Instruções de trabalho: Filtre os registros e copie cada linha que contenha a palavra "Prompts". Diferencie maiúsculas de minúsculas.

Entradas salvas
════════════════════

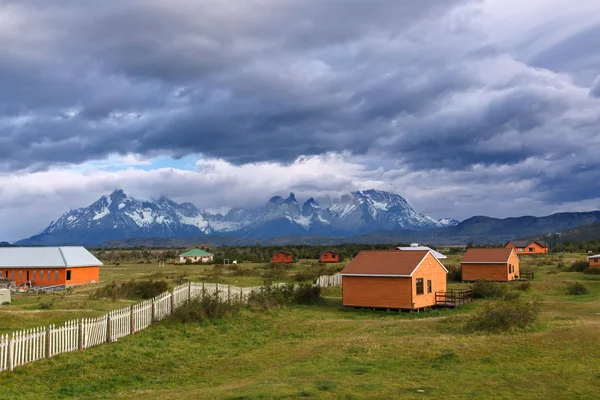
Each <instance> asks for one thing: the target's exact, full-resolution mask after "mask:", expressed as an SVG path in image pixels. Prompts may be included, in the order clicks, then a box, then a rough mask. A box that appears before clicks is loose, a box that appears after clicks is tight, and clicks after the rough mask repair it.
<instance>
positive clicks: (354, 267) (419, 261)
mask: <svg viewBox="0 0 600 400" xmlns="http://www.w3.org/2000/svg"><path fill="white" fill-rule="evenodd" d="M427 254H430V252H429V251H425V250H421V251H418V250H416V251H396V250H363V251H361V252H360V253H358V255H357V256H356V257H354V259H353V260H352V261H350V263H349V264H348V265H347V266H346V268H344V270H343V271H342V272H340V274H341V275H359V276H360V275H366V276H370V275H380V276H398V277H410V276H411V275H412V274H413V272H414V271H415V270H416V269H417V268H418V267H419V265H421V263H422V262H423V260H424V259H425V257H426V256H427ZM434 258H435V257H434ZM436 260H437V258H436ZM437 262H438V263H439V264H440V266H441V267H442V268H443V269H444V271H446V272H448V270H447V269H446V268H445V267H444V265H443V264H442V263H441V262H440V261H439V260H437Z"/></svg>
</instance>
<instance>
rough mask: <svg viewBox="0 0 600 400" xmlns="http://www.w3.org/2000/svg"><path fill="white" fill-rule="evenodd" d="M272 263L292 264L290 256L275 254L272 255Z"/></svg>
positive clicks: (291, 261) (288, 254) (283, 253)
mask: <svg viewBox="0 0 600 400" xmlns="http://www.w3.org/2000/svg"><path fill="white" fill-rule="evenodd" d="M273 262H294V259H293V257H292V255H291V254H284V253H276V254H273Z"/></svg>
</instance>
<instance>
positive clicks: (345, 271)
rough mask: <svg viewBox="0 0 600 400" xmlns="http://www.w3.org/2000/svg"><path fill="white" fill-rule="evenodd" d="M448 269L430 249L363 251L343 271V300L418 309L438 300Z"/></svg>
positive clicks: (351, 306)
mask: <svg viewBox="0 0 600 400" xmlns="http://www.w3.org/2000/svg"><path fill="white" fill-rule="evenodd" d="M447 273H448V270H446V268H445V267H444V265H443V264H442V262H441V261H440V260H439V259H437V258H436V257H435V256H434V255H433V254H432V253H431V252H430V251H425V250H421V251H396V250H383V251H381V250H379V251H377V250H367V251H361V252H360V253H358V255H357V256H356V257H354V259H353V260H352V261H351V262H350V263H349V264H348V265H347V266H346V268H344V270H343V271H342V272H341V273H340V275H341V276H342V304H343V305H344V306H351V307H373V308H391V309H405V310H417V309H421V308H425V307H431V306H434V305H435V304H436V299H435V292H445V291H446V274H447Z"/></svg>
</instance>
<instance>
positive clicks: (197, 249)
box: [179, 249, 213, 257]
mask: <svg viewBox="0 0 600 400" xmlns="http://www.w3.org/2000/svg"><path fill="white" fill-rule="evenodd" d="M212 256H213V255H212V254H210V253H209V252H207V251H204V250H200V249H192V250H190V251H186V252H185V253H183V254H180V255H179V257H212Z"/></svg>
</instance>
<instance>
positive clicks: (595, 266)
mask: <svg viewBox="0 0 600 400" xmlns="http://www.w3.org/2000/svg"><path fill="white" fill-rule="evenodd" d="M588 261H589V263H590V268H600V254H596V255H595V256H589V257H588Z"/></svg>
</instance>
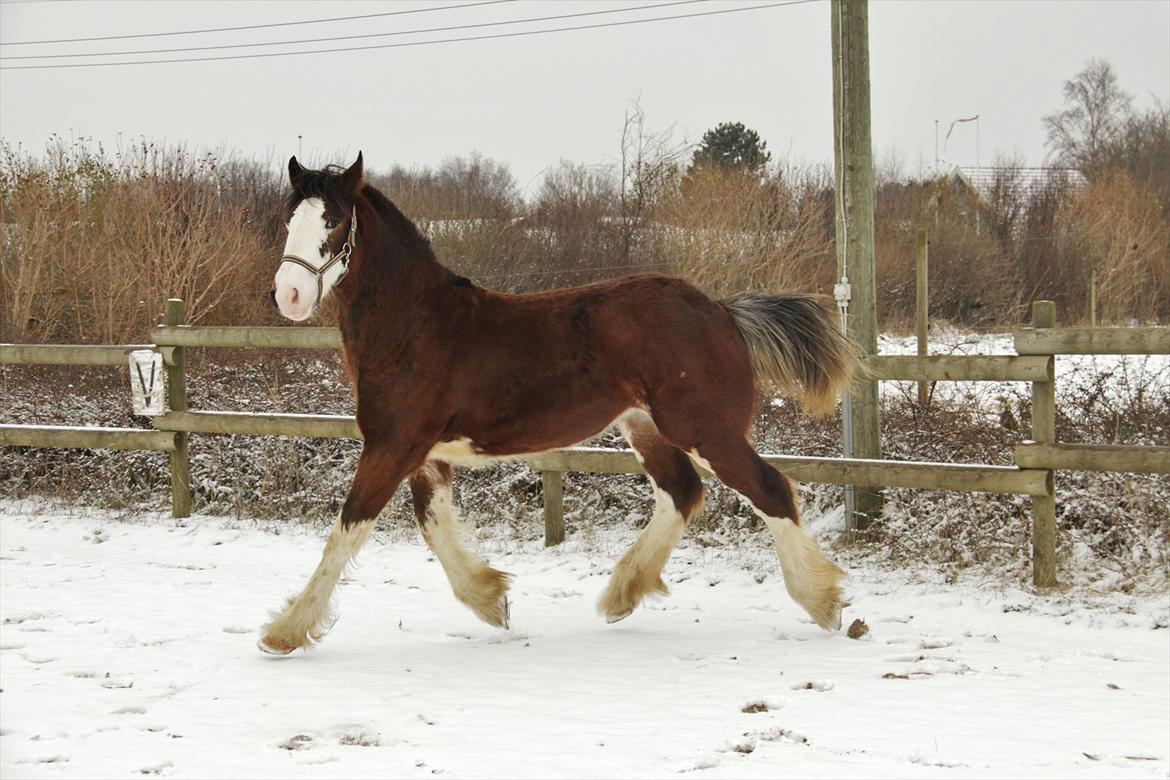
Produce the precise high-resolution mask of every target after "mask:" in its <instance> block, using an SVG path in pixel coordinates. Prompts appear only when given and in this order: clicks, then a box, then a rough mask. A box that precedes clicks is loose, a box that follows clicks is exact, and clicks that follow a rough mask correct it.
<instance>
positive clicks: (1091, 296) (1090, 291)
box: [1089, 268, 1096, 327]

════════════════════

Resultado da tarefa:
Each <instance> asks for one thing: the target's exact, full-resolution mask after "mask:", expressed as an SVG path in image pixels. Prompts may be included, in the order clicks, then a box, then a rough mask. A box that appears before clicks is loose, a box that appears after clicks is tight, and clicks after the rough mask repair it.
Produce the precise high-resolution mask of every target after "mask:" in its <instance> block, using an SVG path in pixel coordinates. Prompts appear only when given and in this order: clicks, then a box, then a rough mask. A box that precedes clicks is loose, a box that follows clicks is exact, and clicks that follow a rough mask correct it.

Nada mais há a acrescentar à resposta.